**本文抜粋**
——————
M&Oplaysプロデュース『八犬伝』@Bunkamuraシアターコクーン

あの分量の原作を3時間弱の舞台にするわけですからダイジェスト版になるであろうことは予想してましたが、ダイジェストどころか後半まるで別の話になっててウルトラポカーン。
いや、あの分量とか別の話とか知ったかぶったこと言ってるもののわたしが「南総 里見八犬伝」という作品に触れたのは歌舞伎として上演されたものを何度かと昨年末に上演されたイケメン★八犬伝と、あとタッキー主演のテレビドラマと、あとあと現在放送中の同タイトルアニメぐらいなわけで、つまりちゃんと原作を読んだことがあるわけではないんですよね。八犬士をはじめとする登場人物の(無駄)知識はあるものの物語に関してはあらすじレベルの知識しかありません。
——————
**資料**
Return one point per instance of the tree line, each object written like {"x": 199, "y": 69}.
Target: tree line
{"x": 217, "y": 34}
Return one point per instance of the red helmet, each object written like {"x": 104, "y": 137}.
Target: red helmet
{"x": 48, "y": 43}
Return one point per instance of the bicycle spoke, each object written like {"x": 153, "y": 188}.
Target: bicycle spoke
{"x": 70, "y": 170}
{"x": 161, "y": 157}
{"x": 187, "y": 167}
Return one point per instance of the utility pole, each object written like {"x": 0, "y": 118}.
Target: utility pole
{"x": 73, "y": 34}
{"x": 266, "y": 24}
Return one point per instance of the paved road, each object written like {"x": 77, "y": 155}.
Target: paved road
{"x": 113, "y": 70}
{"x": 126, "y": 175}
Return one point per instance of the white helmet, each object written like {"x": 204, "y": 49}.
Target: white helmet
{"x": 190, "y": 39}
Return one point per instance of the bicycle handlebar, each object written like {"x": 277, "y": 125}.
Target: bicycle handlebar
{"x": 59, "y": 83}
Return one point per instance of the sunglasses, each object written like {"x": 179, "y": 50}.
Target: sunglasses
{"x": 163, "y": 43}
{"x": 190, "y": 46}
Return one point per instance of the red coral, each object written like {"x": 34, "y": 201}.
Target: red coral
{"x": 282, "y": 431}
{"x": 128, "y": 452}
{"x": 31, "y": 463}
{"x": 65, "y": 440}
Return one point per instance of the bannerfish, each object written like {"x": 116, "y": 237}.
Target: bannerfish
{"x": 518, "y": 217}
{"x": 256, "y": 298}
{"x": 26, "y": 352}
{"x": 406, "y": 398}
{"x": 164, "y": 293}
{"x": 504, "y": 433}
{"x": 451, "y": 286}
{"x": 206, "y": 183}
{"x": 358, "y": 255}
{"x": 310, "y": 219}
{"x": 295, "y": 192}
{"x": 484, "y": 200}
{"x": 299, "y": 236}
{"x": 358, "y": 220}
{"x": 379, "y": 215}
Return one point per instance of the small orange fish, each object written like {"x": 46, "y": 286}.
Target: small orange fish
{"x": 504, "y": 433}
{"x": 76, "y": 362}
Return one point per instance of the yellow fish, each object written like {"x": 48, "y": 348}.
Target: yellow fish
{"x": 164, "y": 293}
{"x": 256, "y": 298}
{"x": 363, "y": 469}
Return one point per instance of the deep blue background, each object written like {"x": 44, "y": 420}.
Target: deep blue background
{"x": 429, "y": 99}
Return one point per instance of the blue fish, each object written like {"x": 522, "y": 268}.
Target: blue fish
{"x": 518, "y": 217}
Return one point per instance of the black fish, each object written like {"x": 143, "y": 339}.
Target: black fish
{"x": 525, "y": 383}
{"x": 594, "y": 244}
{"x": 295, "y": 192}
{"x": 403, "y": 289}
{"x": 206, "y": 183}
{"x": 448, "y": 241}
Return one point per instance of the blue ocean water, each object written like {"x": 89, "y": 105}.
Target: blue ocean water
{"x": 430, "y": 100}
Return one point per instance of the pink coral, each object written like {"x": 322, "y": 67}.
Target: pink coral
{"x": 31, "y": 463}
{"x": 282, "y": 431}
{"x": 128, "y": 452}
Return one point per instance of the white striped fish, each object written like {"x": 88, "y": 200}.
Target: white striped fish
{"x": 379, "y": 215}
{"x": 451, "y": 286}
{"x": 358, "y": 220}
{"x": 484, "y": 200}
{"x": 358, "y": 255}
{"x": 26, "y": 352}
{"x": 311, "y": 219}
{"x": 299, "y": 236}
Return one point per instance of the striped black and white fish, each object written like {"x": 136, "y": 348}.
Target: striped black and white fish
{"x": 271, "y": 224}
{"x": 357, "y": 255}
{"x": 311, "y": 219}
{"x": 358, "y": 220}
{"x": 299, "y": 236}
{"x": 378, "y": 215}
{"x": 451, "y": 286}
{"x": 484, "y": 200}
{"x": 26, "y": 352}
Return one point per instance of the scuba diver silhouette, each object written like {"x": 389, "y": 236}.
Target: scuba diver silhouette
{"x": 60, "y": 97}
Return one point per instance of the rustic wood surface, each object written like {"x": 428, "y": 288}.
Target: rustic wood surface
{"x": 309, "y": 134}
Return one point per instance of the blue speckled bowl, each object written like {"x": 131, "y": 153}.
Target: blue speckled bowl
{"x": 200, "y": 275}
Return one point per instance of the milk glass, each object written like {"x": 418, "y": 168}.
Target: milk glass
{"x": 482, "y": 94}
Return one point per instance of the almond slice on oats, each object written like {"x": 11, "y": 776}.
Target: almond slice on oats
——————
**やること**
[1] 次の(a)〜(c)が本文抜粋の内容と合うかを、はいかいいえで答える。それぞれ決め手となる語句を本文抜粋からそのまま引用すること。(a) 筆者は原作をきちんと読んでいる。(b) 舞台の上演時間は3時間弱である。(c) 筆者は現在放送中のアニメにも触れている。
[2] 本文抜粋によると、『八犬伝』はどこで上演されたか。
エントリーは本文抜粋と関係がない。

**回答**
[1]
(a) いいえ。「ちゃんと原作を読んだことがあるわけではないんですよね」
(b) はい。「あの分量の原作を3時間弱の舞台にする」
(c) はい。「あとあと現在放送中の同タイトルアニメ」

[2] Bunkamuraシアターコクーン